• **SOURCE DATA**

···

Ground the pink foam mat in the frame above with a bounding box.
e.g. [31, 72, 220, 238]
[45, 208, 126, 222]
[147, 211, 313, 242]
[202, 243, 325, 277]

···

• **EXERCISE REQUIREMENTS**
Return the entries above in full and exactly as written.

• **EXERCISE SOLUTION**
Ground the pink foam mat in the frame above with a bounding box.
e.g. [31, 72, 220, 238]
[45, 208, 126, 222]
[147, 211, 313, 242]
[202, 243, 325, 277]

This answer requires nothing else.